TEXT EXCERPT:

_____

Toxicity can be measured by the effect the substance has on an organism, a tissue or a cell. We know that individuals will respond differently to the same dose of a substance because of a number of factors including their gender, age and body weight. Therefore a population-level measure of toxicity is often used. The probability of an outcome for a population is then related to a given individual in a population.

Lethal dose (LD50

One such population-level measure is the median lethal dose, LD50 (lethal dose, 50%). This is defined as the dose required to kill half the members of a specific animal population when entering the animal’s body by a particular route. LD50 is a general indicator of a substance’s toxicity within a short space of time. It is a measure of acute toxicity.

Most users of a substance will want to know the toxicity of that substance. The information for an LD50 must include the substance, the route of entry and the animal species. For example, table salt has an oral LD50 of 3 gm/kg in rats. Paracetamol has an oral LD50 of 1.944 gm/kg in rats.

Fixed-dose procedure

In 1992, the fixed-dose procedure (FDP) was proposed as an alternative test to LD50. It uses fewer animals, and there is less pain and suffering. In this procedure, the test substance is given at one of four fixed-dose levels (5, 50, 500 and 2000 milligrams per kilogram) to five male and five female rats. When a dose produces clear signs of toxicity but no death is identified, the chemical is then classified at that level.

_____

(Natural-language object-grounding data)

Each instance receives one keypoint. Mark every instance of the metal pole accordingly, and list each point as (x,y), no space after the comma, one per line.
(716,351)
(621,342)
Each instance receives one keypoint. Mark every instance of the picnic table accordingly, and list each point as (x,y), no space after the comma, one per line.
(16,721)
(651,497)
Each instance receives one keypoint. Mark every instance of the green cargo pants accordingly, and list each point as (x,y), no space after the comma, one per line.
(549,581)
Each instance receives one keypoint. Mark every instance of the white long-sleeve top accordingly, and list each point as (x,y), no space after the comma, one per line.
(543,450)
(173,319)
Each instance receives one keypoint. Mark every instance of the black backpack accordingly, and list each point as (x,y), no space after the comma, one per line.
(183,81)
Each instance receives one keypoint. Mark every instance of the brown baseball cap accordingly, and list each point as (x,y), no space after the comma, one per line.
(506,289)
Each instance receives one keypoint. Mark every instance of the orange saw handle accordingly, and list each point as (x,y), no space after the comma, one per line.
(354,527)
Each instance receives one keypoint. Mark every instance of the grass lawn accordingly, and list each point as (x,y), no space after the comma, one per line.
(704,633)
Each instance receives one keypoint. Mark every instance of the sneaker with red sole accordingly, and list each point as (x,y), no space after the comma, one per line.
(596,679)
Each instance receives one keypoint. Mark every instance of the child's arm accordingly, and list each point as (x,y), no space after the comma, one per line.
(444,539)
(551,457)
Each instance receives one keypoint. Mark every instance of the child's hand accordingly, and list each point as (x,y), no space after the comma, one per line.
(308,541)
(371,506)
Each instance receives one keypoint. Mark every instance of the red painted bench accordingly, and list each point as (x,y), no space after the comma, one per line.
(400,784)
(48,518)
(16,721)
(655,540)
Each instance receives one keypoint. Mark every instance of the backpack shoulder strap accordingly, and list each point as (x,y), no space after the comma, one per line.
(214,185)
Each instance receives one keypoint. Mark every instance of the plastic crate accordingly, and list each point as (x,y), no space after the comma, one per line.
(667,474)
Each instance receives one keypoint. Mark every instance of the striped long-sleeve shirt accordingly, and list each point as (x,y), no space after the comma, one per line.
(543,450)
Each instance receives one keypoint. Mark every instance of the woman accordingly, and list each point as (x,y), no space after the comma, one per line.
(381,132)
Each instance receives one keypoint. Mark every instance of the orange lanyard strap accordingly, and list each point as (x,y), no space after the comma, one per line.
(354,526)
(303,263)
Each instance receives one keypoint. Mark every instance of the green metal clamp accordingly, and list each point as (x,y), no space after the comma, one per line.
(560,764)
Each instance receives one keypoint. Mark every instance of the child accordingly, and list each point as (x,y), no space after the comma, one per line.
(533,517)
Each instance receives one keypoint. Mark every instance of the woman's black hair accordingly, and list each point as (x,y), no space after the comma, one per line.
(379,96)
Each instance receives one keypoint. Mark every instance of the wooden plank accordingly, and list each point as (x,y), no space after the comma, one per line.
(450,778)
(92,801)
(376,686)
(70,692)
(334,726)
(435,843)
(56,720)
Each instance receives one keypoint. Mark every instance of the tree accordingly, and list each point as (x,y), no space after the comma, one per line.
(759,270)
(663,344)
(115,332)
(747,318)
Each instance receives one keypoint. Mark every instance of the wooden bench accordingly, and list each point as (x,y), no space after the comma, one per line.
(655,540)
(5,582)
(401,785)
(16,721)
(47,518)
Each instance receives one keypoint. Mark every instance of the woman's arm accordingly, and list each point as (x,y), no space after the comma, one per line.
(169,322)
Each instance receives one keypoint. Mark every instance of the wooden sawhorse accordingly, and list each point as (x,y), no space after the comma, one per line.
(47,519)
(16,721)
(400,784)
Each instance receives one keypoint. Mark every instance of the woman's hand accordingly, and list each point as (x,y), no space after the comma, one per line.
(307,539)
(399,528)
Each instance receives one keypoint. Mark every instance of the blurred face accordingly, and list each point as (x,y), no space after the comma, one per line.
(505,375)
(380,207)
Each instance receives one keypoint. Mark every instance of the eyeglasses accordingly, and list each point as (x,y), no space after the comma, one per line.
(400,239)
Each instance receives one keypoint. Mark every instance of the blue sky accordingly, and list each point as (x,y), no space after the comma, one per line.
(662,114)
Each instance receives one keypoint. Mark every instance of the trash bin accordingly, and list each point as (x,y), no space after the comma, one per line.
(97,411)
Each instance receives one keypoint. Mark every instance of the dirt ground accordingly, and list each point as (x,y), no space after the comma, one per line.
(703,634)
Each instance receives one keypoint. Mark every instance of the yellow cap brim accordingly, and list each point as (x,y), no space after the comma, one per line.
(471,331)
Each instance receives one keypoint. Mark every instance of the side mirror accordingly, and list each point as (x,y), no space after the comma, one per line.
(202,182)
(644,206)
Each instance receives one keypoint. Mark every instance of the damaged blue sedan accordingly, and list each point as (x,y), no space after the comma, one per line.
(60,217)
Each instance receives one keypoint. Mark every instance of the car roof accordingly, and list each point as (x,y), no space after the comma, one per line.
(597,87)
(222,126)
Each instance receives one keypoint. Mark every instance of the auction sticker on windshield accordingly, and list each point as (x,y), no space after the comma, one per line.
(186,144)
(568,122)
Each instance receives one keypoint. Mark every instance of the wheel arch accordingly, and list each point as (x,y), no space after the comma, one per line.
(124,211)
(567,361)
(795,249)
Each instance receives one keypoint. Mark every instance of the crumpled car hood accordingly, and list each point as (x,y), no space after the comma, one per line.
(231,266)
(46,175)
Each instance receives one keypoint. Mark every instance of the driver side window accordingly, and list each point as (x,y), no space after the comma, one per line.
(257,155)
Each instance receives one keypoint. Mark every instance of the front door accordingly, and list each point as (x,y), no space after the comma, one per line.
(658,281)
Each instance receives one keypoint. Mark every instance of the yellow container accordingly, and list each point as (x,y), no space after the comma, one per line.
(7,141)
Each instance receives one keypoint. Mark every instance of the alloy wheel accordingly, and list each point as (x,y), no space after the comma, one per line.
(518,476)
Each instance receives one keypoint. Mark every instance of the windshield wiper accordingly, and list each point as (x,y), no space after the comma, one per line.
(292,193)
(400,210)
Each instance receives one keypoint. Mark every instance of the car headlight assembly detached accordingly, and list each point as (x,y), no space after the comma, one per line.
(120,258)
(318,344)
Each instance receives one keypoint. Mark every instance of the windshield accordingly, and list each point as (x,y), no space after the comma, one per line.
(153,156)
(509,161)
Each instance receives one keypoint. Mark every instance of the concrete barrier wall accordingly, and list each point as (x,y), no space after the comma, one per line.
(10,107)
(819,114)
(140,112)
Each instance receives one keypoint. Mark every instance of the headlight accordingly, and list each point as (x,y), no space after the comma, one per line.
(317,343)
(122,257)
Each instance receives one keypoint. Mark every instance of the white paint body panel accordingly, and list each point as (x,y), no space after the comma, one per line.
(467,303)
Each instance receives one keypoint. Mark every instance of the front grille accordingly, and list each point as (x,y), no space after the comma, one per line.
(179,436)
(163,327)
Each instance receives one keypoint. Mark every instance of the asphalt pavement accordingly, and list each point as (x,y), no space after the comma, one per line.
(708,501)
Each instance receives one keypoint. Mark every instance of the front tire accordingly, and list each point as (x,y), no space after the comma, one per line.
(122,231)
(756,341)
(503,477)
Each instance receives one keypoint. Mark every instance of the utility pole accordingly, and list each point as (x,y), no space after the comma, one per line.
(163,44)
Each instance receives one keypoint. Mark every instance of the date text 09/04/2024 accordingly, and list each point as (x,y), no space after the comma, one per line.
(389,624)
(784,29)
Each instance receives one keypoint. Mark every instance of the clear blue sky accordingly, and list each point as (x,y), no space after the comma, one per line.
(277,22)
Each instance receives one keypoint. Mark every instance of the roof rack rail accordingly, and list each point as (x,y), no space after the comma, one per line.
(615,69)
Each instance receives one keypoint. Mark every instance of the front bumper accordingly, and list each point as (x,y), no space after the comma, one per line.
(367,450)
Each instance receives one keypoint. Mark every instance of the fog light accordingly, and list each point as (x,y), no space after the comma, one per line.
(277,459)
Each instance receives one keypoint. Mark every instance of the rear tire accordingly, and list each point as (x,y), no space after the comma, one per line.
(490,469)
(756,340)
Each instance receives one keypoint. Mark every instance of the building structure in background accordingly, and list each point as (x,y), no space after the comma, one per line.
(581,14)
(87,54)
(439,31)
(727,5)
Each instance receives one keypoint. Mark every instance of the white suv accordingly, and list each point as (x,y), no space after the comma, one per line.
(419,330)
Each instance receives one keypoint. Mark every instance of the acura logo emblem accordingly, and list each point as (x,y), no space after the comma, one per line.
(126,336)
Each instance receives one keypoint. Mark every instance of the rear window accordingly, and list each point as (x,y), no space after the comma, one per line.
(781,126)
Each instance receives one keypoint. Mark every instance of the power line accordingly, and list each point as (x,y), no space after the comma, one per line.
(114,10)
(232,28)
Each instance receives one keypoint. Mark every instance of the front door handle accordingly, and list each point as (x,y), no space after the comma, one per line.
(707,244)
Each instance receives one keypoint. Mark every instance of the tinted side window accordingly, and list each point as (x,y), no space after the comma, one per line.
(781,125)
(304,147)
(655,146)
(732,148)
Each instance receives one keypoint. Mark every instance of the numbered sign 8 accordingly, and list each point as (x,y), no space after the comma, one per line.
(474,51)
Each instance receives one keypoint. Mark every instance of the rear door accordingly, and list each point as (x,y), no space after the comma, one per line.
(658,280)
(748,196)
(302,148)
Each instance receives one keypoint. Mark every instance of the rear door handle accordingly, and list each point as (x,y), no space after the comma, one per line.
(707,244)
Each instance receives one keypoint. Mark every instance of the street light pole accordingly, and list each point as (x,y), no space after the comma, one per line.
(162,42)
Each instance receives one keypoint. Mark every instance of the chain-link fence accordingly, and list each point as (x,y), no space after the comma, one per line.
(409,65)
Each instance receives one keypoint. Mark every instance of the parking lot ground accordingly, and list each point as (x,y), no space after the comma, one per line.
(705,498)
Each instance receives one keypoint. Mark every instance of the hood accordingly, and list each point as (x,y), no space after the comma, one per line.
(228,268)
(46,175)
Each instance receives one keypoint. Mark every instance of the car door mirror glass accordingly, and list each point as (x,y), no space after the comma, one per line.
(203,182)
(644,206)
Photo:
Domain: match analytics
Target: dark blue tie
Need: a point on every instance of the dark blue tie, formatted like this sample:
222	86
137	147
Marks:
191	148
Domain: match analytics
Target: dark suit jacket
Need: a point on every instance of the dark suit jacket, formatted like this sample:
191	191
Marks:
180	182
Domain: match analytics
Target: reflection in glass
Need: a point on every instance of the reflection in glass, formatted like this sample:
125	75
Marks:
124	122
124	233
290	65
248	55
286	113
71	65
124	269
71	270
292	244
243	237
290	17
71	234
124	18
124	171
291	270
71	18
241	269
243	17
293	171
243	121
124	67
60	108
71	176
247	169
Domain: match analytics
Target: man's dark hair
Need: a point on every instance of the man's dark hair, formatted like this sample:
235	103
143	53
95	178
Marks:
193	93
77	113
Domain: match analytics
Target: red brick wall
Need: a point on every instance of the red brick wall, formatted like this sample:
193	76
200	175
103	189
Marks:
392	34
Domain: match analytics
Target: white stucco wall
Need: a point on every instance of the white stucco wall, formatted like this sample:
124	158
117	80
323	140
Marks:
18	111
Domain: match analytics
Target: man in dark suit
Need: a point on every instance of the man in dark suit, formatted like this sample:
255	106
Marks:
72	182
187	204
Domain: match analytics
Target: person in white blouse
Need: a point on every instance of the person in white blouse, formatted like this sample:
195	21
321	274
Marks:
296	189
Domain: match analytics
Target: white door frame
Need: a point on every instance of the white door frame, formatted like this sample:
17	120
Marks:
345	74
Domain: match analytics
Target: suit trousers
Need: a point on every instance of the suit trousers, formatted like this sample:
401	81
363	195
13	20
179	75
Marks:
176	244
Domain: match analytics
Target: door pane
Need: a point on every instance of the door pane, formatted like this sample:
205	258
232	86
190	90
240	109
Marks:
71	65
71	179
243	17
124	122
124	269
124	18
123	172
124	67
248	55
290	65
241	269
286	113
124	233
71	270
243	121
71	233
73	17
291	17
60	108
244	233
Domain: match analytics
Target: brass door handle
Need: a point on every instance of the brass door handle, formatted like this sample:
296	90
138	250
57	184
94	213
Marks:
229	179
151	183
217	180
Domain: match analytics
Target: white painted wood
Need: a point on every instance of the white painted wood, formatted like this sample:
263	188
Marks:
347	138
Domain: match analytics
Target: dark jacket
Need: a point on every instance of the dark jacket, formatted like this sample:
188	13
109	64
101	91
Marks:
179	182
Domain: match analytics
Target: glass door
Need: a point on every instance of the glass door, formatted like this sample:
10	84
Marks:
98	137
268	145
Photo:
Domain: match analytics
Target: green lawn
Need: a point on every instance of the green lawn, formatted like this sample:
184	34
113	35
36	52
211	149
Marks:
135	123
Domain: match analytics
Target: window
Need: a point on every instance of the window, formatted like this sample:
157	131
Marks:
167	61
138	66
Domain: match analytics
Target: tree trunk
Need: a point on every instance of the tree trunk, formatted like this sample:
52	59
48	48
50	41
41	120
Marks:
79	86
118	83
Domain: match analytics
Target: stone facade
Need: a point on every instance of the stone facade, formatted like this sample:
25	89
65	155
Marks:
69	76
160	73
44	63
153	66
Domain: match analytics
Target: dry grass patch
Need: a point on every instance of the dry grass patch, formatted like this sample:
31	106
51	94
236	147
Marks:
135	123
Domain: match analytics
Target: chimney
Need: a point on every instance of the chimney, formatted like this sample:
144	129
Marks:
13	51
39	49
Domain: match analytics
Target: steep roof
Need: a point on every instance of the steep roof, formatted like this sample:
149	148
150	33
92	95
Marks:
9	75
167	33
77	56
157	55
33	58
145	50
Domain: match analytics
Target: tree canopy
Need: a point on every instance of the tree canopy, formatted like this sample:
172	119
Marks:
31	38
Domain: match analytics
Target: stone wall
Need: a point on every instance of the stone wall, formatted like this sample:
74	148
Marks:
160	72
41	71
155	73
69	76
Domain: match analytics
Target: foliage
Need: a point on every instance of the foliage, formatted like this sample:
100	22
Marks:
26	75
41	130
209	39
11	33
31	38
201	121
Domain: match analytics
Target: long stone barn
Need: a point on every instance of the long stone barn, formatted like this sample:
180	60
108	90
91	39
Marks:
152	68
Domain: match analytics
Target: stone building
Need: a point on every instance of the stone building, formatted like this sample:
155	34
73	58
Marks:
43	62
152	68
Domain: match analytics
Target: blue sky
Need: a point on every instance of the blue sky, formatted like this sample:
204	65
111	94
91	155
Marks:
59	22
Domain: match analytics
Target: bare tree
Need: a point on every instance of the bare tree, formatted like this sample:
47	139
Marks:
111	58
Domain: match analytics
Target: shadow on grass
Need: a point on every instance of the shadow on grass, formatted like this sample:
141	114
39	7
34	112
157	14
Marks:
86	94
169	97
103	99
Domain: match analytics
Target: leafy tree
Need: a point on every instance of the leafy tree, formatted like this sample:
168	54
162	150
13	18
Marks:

_____

APPLY WHAT YOU READ:
1. According to the toxicity passage, why is a population-level measure of toxicity often used? Answer in one to three sentences.
2. Retype the portion of the toxicity passage starting with "Lethal dose (LD50" and going on through "of acute toxicity.".
These lines have no connection to the toxicity passage.

RESULTS FOR EACH TASK:
1. Individuals respond differently to the same dose of a substance because of factors such as gender, age and body weight. For that reason, toxicity is often measured at the level of a population, and the probability of an outcome for the population is then related to a given individual.

2.
Lethal dose (LD50

One such population-level measure is the median lethal dose, LD50 (lethal dose, 50%). This is defined as the dose required to kill half the members of a specific animal population when entering the animal’s body by a particular route. LD50 is a general indicator of a substance’s toxicity within a short space of time. It is a measure of acute toxicity.